- _INSTRUCTIONS_
a - In the style-cloning passage, why is the first step of the pipeline to rephrase chunks of the raw stylized text into a generic style? Answer in one to three sentences.
b - Please quote the style-cloning passage word for word, starting at "In our example: writing" and ending at "as the output.".
══ DOCUMENT EXTRACT
That is the challenge of the model creator. And you want to architect things out by thinking through it first, before you actually start coding. Once you have the desired end state in mind, you can conceive of a sequence of LLM calls on your raw text input, to assemble the pieces you need to create the input/output pair.

In our example: writing style cloning. We have some text written in a specific style, and we want to teach an LLM to rewrite generic text into that style. The stylistic text is our raw text, and the desired outcome is that we have some generic text (input), and the LLM rewrites the generic text into the style of our raw text. How do we bridge the gap?

Let's assemble the first piece. We want generic-sounding text with the same fundamental content as some text written in the style of the raw text we have. What's the easiest way to get that? Well, LLMs can certainly rephrase things to be in a generic, corny style -- so let's make the first step of our pipeline be to rephrase chunks of the raw stylized text, to have a generic style. The hope is that we will then be able to use the generic text as the input in an input-output pair, and the raw text as the output.
════
══ ENTRIES SHOWN
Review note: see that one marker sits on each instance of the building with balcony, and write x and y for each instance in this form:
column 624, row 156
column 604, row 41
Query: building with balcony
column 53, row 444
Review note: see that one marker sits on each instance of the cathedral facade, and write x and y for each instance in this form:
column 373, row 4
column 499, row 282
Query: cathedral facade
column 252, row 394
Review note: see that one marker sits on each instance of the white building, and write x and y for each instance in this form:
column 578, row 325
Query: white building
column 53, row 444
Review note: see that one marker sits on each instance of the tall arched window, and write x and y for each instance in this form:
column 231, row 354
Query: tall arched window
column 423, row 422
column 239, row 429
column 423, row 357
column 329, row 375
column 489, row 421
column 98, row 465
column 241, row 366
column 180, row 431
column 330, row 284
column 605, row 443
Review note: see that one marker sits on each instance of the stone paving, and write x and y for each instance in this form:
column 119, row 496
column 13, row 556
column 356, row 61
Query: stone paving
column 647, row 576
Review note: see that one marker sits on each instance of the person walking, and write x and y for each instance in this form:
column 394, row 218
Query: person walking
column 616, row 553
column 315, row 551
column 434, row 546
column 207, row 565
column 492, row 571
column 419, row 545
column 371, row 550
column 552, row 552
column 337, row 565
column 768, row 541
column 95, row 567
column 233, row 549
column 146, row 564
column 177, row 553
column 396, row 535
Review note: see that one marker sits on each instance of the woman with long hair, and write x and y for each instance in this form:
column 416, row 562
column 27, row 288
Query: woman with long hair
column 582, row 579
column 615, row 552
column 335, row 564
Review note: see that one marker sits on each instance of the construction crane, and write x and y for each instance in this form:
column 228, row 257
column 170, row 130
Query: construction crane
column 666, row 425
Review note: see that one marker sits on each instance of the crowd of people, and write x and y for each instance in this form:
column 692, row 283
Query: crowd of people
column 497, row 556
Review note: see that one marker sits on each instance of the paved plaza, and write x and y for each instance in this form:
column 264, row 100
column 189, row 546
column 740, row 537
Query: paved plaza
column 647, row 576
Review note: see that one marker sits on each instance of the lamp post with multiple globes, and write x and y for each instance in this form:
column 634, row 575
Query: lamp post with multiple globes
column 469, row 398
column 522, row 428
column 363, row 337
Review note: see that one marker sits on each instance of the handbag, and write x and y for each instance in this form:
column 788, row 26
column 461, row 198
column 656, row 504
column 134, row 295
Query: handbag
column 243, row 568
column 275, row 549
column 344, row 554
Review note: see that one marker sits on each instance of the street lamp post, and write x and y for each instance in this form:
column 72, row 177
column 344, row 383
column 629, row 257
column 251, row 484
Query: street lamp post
════
- _ANSWERS FOR EACH ITEM_
a - LLMs can readily rephrase text into a generic, corny style, which makes this the easiest way to get generic-sounding text with the same content as the stylized text. The resulting generic text can then serve as the input of an input-output pair, with the raw stylized text as the output.

b -
In our example: writing style cloning. We have some text written in a specific style, and we want to teach an LLM to rewrite generic text into that style. The stylistic text is our raw text, and the desired outcome is that we have some generic text (input), and the LLM rewrites the generic text into the style of our raw text. How do we bridge the gap?

Let's assemble the first piece. We want generic-sounding text with the same fundamental content as some text written in the style of the raw text we have. What's the easiest way to get that? Well, LLMs can certainly rephrase things to be in a generic, corny style -- so let's make the first step of our pipeline be to rephrase chunks of the raw stylized text, to have a generic style. The hope is that we will then be able to use the generic text as the input in an input-output pair, and the raw text as the output.